**Task details:** Your answer should be a single number: the count of lines in the records below containing the word "dark".

[Records from a data collection]
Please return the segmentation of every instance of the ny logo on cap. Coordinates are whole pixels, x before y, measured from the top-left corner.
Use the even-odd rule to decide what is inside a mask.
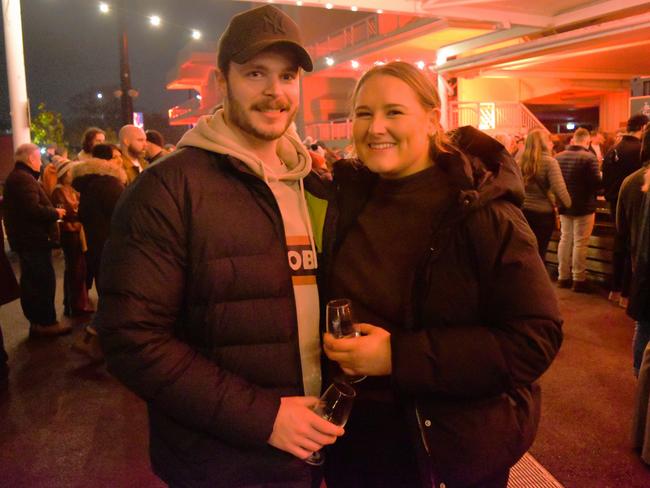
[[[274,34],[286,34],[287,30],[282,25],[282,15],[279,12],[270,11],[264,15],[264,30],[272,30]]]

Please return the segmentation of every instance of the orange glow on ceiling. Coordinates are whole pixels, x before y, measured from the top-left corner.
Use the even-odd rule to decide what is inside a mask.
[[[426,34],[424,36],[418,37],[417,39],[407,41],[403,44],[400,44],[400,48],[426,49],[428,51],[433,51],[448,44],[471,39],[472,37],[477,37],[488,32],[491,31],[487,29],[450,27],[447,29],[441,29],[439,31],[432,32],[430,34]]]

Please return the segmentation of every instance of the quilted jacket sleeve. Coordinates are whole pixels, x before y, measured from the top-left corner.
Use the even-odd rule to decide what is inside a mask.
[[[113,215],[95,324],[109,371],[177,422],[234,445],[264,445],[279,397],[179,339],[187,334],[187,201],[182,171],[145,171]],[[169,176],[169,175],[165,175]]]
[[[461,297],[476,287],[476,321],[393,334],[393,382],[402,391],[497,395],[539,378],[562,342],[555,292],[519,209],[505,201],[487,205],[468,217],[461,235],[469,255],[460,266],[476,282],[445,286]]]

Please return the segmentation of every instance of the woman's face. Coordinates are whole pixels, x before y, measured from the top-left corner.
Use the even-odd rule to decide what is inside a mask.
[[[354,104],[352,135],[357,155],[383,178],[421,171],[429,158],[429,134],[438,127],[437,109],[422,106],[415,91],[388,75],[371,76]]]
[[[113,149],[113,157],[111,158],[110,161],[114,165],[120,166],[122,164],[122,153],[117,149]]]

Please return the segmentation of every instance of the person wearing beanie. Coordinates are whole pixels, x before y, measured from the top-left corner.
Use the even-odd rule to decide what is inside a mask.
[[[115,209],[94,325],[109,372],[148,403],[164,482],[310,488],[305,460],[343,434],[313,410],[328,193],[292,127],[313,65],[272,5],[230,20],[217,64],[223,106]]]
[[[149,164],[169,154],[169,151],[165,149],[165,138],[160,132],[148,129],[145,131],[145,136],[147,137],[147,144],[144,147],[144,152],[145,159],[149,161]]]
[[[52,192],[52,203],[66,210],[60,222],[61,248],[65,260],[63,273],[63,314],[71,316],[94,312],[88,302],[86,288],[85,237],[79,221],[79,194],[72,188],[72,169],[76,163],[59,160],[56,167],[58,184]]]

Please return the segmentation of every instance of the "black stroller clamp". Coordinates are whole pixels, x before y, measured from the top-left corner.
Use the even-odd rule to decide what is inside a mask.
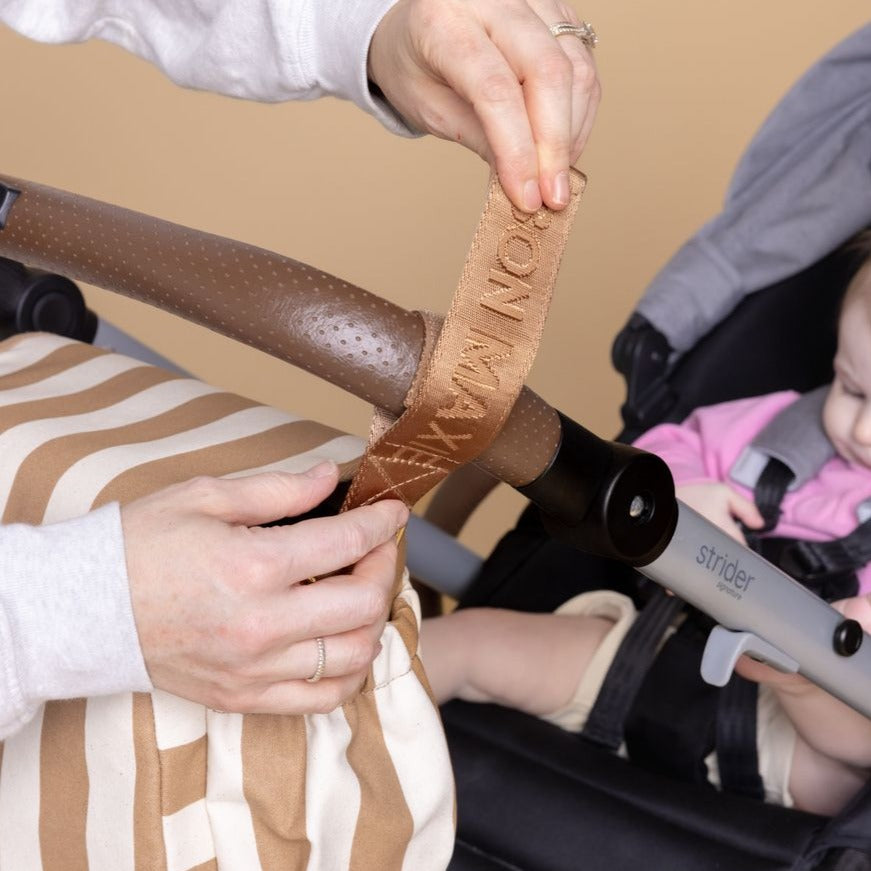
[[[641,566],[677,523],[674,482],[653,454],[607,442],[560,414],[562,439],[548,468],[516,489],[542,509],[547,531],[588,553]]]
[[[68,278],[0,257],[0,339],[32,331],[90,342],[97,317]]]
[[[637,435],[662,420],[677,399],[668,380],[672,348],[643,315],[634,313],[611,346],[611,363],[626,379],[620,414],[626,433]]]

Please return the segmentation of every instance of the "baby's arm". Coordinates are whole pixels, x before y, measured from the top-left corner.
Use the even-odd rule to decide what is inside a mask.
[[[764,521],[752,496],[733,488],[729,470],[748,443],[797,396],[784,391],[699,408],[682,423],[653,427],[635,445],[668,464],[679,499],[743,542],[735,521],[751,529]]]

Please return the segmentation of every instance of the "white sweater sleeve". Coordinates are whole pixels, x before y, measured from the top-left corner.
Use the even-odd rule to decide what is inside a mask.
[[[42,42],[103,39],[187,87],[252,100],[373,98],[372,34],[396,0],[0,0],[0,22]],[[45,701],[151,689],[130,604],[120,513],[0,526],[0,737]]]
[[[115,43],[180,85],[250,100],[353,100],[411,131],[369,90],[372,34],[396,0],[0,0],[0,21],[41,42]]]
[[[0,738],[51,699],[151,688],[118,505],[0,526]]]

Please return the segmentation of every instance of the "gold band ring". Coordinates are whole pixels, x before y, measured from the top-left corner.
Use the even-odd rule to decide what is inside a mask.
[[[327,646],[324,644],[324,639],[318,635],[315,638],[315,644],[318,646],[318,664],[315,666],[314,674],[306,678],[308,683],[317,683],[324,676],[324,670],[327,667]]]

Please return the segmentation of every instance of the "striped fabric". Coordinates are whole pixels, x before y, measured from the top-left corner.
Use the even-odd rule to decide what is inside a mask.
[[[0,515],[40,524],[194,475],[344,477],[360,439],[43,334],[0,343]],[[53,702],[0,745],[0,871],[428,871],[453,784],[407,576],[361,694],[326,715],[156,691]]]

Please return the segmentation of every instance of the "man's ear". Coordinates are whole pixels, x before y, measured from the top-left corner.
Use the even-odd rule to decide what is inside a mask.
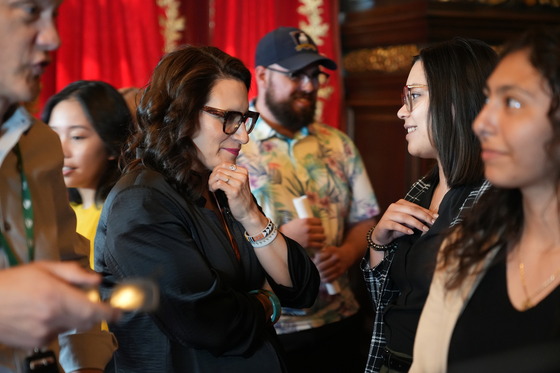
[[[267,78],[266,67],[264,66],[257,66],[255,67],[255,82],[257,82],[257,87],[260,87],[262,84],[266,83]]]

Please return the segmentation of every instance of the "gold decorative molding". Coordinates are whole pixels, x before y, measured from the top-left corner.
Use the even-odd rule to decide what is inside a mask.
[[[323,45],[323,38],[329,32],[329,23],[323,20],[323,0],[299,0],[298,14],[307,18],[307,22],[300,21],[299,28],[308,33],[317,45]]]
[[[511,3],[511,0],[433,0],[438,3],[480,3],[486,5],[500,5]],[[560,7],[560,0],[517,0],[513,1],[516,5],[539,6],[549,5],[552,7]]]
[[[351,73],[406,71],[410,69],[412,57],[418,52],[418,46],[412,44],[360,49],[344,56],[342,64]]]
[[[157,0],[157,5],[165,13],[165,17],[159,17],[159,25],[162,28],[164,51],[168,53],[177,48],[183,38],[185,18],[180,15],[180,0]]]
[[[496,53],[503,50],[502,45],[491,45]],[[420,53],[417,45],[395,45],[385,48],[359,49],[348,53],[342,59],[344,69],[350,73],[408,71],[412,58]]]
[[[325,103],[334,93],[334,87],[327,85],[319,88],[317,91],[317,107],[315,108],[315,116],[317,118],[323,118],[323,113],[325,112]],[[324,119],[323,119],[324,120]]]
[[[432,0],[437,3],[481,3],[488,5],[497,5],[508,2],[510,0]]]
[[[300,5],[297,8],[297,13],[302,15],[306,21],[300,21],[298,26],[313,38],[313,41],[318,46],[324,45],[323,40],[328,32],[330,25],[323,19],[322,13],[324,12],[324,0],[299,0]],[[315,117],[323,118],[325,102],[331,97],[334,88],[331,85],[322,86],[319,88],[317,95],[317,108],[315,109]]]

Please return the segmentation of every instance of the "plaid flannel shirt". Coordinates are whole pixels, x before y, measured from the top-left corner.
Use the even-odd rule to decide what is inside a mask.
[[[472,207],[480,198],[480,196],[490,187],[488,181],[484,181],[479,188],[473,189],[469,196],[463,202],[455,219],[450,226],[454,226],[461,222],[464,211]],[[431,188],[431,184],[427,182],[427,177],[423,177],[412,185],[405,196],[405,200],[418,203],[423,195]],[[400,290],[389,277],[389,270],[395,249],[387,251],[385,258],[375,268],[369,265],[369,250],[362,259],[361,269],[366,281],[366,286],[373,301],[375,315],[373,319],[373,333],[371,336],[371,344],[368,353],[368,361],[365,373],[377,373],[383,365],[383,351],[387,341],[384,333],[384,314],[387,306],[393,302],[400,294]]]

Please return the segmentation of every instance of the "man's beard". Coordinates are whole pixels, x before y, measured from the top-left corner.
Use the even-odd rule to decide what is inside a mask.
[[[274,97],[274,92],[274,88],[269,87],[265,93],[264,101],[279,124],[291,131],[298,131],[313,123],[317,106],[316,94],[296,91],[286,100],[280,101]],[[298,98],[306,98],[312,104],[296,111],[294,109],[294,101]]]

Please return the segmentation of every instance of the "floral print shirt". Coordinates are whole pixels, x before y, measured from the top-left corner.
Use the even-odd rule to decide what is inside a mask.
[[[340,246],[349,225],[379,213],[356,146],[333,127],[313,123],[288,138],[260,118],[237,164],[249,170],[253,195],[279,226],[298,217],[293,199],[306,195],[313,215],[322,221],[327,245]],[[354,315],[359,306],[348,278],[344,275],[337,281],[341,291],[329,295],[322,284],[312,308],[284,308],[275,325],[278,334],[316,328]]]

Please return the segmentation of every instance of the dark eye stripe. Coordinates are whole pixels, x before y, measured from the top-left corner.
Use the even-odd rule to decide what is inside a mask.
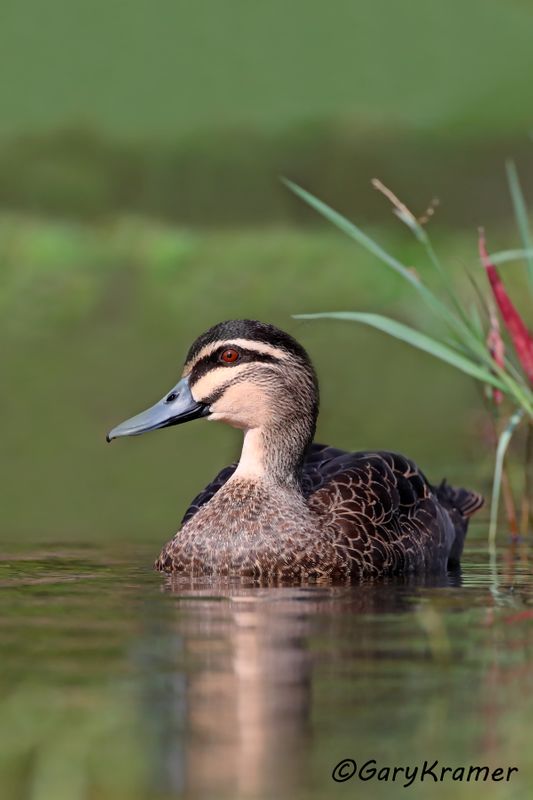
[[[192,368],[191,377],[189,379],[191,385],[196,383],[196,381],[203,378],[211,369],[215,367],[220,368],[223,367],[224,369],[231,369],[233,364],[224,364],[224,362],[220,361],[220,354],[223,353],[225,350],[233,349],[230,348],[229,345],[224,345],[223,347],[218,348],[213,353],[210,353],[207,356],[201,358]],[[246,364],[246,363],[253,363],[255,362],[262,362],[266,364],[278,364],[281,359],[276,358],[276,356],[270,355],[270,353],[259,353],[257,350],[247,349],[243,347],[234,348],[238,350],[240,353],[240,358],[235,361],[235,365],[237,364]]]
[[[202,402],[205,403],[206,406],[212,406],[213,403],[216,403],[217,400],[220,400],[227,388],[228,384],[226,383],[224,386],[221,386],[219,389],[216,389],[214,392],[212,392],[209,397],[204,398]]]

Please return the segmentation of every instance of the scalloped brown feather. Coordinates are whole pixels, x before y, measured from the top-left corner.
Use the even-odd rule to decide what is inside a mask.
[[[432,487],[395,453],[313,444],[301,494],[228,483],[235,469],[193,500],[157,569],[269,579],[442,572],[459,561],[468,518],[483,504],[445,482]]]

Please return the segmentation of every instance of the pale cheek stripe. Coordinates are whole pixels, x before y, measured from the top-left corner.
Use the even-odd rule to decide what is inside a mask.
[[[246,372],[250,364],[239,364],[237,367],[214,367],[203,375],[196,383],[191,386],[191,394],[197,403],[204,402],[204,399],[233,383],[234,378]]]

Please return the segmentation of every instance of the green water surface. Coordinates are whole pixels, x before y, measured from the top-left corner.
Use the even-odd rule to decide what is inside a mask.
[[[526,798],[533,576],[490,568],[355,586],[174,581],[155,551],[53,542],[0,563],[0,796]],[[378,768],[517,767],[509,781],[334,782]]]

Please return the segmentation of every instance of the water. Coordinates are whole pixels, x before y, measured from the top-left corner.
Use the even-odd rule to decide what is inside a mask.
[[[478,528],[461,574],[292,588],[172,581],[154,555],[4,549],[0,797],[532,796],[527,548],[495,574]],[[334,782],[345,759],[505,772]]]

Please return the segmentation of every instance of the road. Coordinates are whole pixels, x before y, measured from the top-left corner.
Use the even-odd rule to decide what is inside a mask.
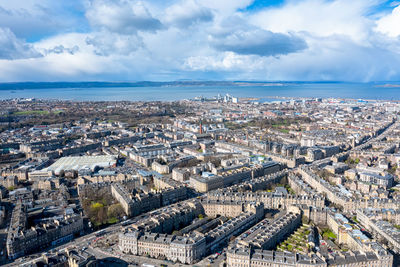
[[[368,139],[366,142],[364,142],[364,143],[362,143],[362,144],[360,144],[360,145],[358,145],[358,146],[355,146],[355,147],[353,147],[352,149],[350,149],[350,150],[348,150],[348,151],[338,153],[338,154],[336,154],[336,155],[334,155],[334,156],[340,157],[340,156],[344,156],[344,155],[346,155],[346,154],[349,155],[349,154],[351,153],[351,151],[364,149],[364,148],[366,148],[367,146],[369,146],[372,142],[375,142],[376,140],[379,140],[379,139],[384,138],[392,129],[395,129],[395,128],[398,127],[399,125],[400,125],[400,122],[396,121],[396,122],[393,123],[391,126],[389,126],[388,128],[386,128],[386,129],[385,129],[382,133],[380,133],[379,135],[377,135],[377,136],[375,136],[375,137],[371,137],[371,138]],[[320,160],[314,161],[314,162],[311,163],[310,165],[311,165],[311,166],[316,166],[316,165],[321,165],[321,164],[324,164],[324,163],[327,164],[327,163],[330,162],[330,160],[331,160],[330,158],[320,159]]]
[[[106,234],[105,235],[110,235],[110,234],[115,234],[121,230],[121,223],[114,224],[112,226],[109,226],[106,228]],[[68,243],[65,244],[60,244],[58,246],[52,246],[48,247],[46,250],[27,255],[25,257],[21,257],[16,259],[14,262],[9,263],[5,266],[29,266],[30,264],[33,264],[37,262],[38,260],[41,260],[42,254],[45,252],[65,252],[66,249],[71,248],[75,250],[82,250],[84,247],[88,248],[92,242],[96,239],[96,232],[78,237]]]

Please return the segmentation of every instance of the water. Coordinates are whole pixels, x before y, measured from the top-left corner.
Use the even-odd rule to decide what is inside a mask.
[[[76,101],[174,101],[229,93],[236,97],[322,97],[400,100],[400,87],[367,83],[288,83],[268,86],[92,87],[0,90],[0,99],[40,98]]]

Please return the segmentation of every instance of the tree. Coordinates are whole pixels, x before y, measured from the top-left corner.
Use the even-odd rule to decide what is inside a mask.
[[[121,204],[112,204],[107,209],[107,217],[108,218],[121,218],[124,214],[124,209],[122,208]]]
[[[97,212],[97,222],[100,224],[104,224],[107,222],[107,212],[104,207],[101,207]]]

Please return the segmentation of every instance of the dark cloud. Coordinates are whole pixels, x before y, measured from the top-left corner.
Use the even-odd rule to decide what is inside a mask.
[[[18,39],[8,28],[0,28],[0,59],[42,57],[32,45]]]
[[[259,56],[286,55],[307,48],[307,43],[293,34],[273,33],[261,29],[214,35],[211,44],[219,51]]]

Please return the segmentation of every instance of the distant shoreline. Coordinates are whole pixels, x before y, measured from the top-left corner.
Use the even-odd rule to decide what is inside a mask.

**Output:** 2